--- Start of DATA TO PROCESS ---

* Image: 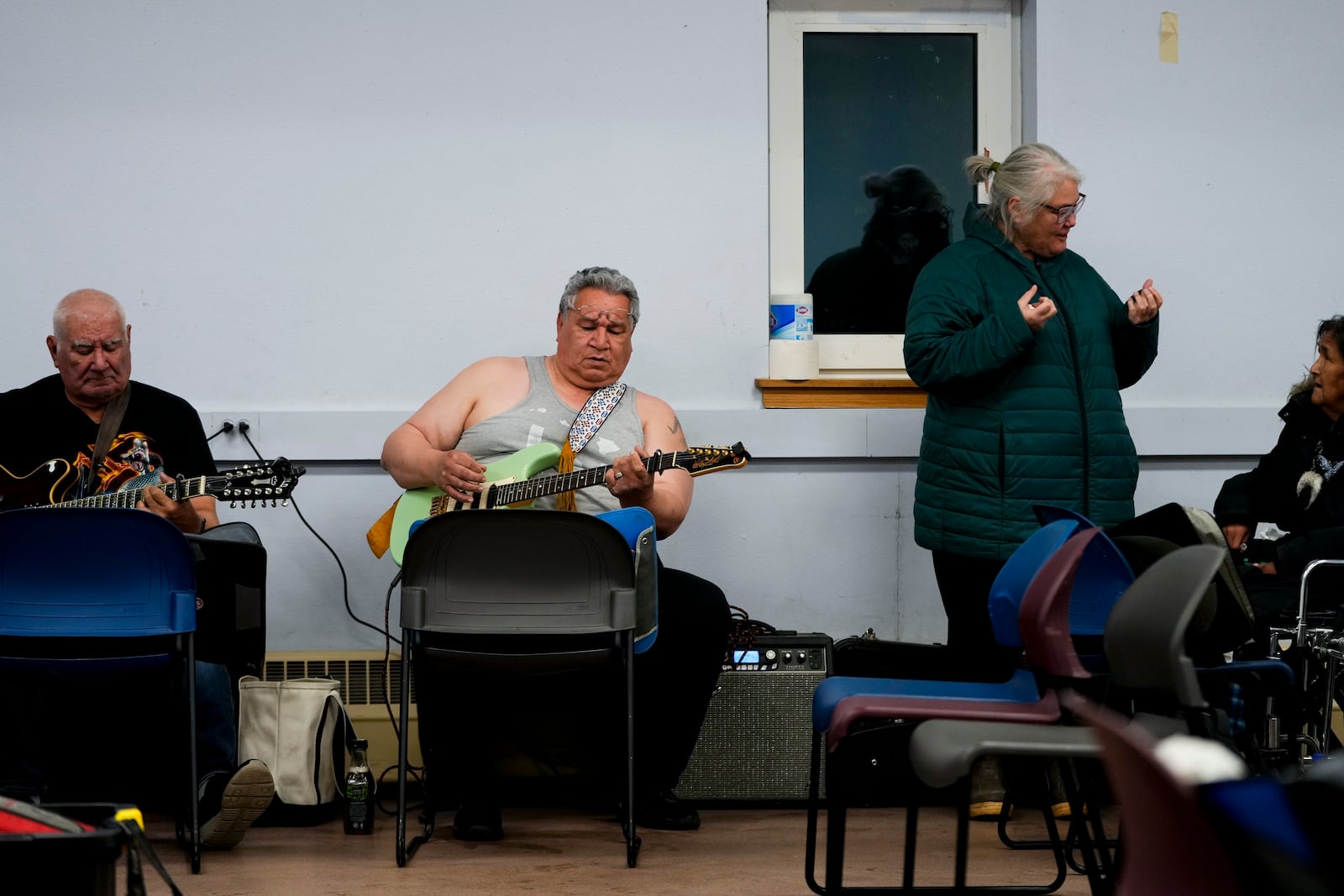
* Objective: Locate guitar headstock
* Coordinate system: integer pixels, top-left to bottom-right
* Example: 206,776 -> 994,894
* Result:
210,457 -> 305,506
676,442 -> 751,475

--- End of DATA TO PROCESS ---
--- Start of DATA TO PROCESS ---

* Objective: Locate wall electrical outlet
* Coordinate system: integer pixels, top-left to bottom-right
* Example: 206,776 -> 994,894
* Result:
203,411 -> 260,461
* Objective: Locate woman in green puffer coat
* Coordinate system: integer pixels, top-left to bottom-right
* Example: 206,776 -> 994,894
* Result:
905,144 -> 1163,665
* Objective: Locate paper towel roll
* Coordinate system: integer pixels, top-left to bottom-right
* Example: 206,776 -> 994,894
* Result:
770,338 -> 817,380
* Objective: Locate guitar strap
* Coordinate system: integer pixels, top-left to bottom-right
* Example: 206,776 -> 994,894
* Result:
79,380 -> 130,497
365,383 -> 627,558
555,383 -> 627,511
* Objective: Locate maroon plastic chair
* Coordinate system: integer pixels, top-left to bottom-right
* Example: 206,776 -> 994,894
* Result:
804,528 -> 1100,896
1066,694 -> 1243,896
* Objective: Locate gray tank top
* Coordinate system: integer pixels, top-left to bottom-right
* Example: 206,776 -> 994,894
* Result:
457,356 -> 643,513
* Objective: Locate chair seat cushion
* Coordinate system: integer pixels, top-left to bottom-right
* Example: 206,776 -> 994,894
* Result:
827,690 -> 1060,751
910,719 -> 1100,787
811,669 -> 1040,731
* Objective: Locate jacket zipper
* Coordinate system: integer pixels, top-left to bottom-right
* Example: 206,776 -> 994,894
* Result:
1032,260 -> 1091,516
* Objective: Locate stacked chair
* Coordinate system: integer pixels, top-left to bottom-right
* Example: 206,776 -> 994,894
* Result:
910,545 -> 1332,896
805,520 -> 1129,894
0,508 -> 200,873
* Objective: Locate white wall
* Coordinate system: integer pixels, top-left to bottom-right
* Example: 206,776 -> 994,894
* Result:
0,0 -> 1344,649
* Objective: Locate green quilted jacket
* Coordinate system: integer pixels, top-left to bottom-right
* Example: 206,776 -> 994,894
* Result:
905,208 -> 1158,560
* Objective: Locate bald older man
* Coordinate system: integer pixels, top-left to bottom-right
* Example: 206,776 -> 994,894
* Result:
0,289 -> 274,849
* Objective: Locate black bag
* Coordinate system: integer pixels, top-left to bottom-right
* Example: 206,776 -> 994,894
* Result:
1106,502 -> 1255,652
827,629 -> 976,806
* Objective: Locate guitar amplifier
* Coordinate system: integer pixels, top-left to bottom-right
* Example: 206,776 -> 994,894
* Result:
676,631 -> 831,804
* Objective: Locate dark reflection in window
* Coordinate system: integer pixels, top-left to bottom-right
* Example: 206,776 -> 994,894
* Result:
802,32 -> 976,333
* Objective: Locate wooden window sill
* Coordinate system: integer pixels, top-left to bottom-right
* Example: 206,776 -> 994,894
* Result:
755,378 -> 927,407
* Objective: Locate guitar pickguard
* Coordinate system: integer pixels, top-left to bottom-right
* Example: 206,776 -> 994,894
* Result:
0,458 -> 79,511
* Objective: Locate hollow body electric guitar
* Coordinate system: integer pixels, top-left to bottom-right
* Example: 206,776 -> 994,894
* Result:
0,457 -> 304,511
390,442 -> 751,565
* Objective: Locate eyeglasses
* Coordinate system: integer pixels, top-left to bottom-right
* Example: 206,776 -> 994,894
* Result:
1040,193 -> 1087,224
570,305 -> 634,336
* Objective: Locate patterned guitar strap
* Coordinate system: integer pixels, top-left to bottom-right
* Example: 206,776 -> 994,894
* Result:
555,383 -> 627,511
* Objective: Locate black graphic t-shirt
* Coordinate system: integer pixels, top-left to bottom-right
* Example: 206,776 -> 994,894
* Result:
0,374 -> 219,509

--- End of DATA TO PROCESS ---
--- Start of DATA TO PROCESS ---

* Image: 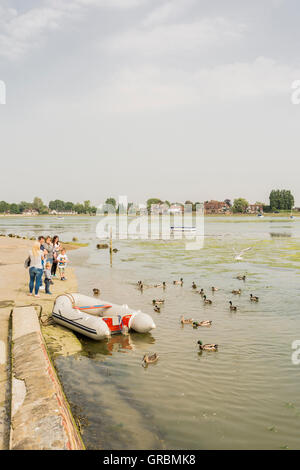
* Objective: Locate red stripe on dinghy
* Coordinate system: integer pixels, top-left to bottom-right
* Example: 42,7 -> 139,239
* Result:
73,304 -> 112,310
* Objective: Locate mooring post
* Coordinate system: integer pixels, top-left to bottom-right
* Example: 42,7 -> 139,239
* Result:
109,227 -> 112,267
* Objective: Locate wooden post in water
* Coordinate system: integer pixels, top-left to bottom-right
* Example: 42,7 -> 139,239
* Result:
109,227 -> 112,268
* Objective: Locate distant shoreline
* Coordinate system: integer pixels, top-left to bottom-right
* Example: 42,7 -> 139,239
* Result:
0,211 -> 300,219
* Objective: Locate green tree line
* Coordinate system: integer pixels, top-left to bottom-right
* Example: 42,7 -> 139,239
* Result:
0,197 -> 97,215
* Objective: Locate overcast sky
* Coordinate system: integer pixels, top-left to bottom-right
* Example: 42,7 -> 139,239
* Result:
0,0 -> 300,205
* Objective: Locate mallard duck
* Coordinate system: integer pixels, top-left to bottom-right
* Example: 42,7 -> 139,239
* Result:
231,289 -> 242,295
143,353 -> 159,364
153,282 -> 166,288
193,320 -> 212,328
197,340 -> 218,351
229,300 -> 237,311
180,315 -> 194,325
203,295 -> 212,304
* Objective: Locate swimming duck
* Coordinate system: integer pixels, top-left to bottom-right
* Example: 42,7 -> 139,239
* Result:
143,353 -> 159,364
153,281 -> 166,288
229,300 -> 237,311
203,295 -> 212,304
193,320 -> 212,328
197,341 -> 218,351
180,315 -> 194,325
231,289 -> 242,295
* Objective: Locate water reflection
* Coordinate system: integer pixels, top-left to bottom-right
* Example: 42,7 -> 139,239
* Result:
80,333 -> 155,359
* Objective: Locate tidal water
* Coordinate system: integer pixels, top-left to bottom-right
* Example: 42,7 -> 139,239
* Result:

--- End of DATA TO PROCESS ---

WHAT YOU HAVE TO DO: Print the items above word for word, from the line containing "Locate jacket zipper" down to the line containing "1032,260 -> 1091,516", including both of those lines.

EXERCISE RESULT:
* Objective: Locate jacket zipper
* Coordinate system: integer pixels, top-left to bottom-right
* Example: 206,776 -> 994,894
* Result:
1032,260 -> 1091,516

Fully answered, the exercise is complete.